◆ REQUEST:
Extend the article on the Westwood neighborhood of Cincinnati, beginning after its final sentence.

[begin PAGE TEXT]

Westwood is an urban-suburban neighborhood of Cincinnati, Ohio. It is located north of Price Hill, west of Fairmount, and southwest of Mount Airy.

Demographics
Westwood is Cincinnati's largest neighborhood. The population was 36,064 as of the 2020 Census.

History
Westwood was incorporated as a village on 14 September 1868. It was annexed by the City of Cincinnati on 8 May 1896.

In the late 19th and early 20th centuries, Westwood's rural environment attracted many wealthy individuals, such as Procter & Gamble co-founder James Gamble. The neighborhood declined economically following World War II as poorer individuals moved into Westwood and many wealthy whites moved to Cincinnati's outer suburbs. 

On December 15, 2021, the Cincinnati City Council approved a proposal to create a "designated outdoor refreshment area" (DORA), an area in which outdoor possession of open alcohol containers is legal, in Westwood. If implemented, the Westwood DORA will be the city's second such area out of a legal maximum of four.

Geography and architecture

Westwood's main thoroughfares (specifically Harrison Avenue and Boudinot Avenue) feature many uniquely large and decorative houses, while surrounding streets include a mixture of apartment homes and housing, as constructed by the large number of German immigrants who settled in the Cincinnati vicinity.  The area's growth continued steadily for many decades, becoming a residential haven for many of Cincinnati's blue-collar workers, and leading to additional development in the surrounding neighborhoods. Adjacent to Westwood is the city of Cheviot, Ohio another one of the oldest suburban communities in Hamilton County. Even longtime residents have a difficult time determining where Cheviot ends and Westwood begins, or vice versa.

[end PAGE TEXT]
[begin SUPPLIED DATA]

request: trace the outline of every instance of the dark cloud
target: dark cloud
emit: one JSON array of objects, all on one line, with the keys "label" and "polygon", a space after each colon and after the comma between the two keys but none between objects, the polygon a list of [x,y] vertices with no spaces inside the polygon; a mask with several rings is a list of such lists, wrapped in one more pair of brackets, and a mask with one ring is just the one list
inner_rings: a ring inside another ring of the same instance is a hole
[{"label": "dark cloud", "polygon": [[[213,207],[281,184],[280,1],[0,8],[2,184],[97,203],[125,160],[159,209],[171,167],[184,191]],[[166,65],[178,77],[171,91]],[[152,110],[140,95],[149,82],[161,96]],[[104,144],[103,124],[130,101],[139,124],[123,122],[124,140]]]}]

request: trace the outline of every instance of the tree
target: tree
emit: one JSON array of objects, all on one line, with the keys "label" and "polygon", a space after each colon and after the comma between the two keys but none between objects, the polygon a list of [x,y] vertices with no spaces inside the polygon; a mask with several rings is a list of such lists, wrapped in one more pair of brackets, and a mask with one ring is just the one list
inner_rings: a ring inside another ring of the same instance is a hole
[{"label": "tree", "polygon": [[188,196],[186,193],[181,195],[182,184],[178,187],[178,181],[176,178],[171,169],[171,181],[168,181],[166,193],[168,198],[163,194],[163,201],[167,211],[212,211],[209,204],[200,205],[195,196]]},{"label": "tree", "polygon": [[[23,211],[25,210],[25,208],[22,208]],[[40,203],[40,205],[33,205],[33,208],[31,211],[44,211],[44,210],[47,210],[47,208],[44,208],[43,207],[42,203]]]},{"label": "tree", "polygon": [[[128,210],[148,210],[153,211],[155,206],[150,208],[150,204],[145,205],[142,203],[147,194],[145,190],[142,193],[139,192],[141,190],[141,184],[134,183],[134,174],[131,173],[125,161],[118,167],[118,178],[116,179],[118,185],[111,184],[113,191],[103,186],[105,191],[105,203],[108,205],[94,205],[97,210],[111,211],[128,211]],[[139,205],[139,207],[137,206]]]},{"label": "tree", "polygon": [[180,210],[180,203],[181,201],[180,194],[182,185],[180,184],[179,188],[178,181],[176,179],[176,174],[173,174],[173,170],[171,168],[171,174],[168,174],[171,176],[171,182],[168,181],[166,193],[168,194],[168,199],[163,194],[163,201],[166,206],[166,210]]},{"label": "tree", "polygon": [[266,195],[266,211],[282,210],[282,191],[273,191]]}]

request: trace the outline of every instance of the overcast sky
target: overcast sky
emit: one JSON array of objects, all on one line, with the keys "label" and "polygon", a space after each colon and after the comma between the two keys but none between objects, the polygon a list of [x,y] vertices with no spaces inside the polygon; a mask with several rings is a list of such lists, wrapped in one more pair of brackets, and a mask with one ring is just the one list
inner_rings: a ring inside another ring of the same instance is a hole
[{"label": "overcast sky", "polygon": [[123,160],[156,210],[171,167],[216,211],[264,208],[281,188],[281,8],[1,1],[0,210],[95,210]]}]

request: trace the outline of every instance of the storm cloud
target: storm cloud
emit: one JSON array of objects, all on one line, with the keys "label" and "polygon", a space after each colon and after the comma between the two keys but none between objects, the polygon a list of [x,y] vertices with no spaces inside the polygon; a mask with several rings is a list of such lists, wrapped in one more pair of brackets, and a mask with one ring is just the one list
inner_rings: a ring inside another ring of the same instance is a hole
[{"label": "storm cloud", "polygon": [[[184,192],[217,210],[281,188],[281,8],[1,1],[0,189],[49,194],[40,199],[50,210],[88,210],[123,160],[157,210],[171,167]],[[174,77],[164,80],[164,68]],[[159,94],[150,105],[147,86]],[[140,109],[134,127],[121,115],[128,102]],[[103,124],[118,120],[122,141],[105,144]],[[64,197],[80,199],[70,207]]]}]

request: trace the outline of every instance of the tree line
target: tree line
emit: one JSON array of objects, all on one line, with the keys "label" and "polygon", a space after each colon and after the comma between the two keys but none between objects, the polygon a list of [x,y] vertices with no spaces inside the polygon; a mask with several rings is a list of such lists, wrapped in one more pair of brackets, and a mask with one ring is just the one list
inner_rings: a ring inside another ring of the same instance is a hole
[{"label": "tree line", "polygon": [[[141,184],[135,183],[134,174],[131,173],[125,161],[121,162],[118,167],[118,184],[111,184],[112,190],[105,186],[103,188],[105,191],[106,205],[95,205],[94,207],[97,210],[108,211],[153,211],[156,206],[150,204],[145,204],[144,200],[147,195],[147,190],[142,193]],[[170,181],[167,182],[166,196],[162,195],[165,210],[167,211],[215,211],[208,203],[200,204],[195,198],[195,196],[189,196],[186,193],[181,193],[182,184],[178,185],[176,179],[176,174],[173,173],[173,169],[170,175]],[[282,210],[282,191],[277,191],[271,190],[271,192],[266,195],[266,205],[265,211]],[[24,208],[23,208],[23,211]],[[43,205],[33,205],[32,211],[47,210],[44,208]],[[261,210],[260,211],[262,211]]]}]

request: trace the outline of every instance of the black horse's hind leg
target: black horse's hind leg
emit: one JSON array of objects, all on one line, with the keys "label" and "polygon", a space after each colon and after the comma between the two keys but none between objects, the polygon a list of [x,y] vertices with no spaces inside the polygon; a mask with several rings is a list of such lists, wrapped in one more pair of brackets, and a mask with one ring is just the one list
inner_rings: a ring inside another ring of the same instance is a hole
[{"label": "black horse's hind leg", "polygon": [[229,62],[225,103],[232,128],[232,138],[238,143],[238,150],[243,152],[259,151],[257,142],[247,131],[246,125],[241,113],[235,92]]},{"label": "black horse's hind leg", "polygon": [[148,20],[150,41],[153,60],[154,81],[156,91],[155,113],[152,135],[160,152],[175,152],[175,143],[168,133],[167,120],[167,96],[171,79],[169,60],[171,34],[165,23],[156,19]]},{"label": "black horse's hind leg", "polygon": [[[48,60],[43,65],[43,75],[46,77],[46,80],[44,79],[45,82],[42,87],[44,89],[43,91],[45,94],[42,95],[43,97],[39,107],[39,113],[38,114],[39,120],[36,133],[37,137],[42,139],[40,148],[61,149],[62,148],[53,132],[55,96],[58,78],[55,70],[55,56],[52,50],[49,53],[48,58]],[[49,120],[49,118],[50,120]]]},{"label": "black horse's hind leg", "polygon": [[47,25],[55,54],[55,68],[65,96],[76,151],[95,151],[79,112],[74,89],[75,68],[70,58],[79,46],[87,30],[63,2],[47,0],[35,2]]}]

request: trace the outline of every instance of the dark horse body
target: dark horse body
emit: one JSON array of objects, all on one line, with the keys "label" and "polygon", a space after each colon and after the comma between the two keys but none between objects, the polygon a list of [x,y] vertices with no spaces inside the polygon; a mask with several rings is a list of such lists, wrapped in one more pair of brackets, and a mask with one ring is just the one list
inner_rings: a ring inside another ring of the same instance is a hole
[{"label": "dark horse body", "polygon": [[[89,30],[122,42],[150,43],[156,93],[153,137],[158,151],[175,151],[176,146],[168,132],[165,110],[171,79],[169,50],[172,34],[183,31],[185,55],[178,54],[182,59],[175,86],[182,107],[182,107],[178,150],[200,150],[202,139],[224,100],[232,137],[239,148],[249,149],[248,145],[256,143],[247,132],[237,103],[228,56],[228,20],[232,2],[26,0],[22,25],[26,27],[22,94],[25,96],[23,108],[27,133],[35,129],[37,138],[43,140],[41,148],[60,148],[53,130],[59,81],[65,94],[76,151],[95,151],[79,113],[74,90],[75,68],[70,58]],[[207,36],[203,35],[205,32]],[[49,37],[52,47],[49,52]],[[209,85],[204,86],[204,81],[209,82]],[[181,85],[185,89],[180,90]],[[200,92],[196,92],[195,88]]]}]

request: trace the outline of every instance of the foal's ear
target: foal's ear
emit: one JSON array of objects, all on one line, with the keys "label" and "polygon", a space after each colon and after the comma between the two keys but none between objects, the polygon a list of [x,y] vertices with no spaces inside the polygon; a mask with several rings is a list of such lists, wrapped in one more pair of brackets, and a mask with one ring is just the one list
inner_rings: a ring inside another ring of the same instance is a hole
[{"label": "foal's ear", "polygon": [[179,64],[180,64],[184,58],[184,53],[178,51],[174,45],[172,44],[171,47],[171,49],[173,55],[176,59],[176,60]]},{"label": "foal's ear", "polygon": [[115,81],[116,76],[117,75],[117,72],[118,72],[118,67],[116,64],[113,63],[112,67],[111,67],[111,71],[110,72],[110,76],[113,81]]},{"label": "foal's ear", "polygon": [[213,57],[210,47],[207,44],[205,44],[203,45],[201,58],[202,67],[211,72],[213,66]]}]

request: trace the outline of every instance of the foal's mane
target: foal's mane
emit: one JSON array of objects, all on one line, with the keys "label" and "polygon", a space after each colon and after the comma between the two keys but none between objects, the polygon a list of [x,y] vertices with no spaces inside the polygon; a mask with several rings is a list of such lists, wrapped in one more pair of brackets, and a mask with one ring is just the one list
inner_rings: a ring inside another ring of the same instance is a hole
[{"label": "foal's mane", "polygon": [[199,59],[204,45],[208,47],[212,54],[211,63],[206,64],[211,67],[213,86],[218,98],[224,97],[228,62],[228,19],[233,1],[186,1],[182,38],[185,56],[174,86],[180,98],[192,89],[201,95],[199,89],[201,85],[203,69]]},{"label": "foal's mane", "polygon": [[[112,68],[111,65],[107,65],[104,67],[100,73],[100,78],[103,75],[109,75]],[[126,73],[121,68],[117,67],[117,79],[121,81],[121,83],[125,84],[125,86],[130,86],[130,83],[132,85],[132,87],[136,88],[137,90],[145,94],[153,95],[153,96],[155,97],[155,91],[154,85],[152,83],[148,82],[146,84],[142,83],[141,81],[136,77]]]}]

[end SUPPLIED DATA]
[begin SUPPLIED DATA]

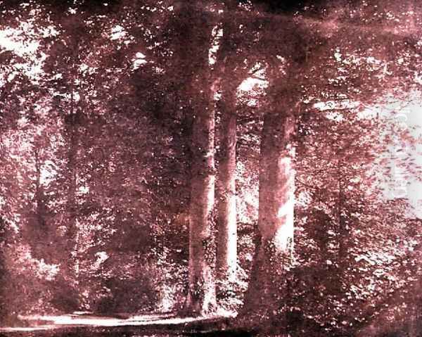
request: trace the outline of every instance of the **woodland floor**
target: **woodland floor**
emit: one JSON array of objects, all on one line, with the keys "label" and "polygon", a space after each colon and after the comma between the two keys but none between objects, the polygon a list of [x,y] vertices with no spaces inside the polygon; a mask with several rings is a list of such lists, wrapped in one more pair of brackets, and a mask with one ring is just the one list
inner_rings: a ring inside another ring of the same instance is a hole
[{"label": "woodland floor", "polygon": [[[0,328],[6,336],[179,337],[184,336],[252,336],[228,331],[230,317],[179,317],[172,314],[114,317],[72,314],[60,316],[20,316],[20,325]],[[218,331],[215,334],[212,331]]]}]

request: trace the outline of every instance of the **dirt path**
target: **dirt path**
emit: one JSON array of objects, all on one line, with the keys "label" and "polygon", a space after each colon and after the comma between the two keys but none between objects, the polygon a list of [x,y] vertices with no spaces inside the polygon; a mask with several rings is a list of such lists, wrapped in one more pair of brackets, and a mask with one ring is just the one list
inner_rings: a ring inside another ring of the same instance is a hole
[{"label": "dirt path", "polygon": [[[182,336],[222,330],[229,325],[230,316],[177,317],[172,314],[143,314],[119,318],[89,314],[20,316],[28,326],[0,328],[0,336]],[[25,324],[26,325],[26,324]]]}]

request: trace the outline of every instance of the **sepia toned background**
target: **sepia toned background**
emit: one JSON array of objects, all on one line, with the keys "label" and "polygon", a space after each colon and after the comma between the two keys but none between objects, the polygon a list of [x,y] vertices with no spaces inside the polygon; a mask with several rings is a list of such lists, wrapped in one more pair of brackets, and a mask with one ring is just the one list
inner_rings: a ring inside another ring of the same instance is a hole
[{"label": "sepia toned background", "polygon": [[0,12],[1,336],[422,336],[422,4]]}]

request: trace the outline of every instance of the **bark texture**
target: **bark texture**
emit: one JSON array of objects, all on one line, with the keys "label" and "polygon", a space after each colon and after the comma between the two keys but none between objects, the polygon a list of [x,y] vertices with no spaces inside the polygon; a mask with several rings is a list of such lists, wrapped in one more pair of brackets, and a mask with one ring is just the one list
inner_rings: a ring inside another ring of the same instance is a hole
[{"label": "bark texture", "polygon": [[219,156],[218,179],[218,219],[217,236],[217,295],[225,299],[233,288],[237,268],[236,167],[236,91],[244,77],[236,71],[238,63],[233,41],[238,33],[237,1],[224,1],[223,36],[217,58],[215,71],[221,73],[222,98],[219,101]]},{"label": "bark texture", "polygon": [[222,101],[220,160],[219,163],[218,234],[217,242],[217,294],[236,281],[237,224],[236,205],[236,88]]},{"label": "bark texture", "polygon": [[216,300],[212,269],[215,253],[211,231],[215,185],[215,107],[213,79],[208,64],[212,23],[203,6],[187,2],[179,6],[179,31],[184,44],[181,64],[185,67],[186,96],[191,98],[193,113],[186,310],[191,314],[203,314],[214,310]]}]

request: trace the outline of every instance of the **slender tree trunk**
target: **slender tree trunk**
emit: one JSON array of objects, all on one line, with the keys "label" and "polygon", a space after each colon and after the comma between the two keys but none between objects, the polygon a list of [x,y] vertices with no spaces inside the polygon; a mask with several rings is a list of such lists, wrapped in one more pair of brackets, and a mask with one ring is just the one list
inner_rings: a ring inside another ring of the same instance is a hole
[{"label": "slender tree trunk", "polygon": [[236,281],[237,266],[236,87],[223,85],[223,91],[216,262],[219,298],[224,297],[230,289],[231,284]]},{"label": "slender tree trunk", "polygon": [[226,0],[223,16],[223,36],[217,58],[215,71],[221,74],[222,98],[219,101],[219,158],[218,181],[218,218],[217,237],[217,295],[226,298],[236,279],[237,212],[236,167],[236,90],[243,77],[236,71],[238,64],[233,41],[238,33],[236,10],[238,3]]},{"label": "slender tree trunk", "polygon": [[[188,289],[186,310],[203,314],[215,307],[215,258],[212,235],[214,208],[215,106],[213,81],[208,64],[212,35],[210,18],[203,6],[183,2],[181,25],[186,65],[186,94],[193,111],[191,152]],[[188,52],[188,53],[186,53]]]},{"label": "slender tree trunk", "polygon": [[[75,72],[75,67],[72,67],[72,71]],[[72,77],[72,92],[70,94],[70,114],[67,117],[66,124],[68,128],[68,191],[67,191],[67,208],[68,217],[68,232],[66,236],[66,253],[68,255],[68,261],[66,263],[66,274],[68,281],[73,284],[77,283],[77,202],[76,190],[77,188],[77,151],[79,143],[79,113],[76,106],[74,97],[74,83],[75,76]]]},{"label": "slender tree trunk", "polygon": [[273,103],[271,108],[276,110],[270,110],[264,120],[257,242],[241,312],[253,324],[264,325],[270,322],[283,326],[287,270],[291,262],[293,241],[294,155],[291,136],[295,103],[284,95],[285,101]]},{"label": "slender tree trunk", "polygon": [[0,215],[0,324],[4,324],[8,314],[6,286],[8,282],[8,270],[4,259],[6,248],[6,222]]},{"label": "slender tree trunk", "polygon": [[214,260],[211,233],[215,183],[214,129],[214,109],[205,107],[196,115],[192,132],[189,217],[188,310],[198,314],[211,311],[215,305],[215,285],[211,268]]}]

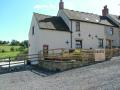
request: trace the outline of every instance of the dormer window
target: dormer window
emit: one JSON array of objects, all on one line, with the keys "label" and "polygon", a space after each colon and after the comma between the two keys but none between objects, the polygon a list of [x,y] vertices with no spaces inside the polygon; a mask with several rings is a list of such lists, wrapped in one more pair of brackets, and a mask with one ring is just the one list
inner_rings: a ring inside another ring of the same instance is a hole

[end SUPPLIED DATA]
[begin SUPPLIED DATA]

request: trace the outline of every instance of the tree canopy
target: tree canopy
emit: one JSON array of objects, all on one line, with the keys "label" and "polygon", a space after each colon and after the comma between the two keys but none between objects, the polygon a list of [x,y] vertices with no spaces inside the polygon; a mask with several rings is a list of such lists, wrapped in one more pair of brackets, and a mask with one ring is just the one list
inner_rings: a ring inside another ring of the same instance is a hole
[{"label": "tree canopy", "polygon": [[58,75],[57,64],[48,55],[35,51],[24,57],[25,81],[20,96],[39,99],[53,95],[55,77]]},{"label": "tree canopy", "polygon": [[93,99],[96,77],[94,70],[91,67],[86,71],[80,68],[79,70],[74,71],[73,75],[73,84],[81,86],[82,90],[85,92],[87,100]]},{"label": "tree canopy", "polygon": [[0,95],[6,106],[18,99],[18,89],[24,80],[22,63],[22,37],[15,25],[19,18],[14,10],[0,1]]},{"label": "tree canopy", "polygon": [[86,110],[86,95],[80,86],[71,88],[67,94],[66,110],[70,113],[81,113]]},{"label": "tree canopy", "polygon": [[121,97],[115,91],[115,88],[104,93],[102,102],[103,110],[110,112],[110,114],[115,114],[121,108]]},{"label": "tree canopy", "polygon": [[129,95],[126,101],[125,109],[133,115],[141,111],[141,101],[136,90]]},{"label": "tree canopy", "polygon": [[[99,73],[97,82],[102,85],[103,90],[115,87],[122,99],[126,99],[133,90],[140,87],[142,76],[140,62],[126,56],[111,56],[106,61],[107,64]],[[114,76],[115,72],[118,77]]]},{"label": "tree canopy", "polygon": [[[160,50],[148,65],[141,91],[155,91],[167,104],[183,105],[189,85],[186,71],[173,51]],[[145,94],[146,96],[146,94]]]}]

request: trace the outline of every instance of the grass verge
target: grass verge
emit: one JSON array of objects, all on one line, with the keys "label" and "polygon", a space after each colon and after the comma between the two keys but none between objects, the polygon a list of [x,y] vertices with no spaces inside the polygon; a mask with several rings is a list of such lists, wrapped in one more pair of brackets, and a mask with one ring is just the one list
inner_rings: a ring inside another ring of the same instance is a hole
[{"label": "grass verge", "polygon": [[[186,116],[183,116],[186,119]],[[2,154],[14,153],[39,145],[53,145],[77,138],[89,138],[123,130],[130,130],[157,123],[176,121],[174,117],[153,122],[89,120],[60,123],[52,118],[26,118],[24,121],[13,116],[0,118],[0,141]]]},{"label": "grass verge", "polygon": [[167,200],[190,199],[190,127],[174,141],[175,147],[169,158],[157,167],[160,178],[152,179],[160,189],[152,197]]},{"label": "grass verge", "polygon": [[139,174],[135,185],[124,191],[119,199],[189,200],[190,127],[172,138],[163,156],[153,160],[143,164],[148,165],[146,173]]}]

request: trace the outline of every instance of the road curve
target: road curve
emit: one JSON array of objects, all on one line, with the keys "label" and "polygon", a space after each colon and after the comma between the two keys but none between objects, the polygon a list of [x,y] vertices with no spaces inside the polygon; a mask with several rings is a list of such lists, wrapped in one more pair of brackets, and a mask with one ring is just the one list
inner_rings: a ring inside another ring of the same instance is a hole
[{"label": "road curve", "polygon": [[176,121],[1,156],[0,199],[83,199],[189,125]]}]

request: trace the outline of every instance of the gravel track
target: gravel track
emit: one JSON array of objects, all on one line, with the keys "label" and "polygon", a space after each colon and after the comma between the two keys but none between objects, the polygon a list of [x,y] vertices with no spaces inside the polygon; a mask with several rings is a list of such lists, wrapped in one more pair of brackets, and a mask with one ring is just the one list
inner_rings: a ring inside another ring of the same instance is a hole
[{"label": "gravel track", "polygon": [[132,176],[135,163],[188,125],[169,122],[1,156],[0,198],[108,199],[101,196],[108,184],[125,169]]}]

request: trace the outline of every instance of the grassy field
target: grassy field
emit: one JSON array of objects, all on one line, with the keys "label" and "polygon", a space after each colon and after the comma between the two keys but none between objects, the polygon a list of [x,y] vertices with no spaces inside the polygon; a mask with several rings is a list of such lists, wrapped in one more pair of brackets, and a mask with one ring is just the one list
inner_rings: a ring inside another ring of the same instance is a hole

[end SUPPLIED DATA]

◆ WRITTEN RESPONSE:
Mount Airy Forest, adjacent immediately to the north, is Cincinnati's largest park (and forest), and is one of the largest municipal parks in the United States, encompassing approximately  of semi-thickly wooden hillside and parklike hilltop land. Bracken Woods is an urban park in Westwood containing a nature preserve.

Westwood contains the Westwood Town Center Historic District.

Schools
Westwood is served by Cincinnati Public Schools, as well as some parochial institutions. Schools located in the neighborhood include:
 Dater Montessori (preschool-6)
 Gamble Montessori Elementary School (preschool-6)
 Gamble Montessori High School (7-12)
 Midway Elementary School (preschool-6)
 Westwood Elementary School (preschool-6)
 Our Lady of Lourdes Elementary School
 St. Catharine of Siena Elementary School

A variety of schools in nearby Price Hill also serve students in Westwood, such as;

 Gilbert A. Dater High School (7-12)
 Elder High School (7-12)
 Seton High School (7-12)
 Western Hills High School (7-12)

People

 Steve Chabot, U.S. Congressman (1995-2009, 2011-2022)
 James Gamble, Industrialist
 James Michael Lafferty, US Business Leader and Olympic Track and Field coach.

References

Further reading
 A History of Westwood: community, continuity and change by Lyle Koehler (1944-), professional historian on staff at University of Cincinnati. Commissioned, published and sponsored by Westwood Civic Association, 1981. Noncirculating copy (one of 2) at Public Library of Cincinnati and Hamilton County, Westwood Branch, attn. Kathy Bach, branch manager and neighborhood historian. To be digitized by PLC&HC (2009).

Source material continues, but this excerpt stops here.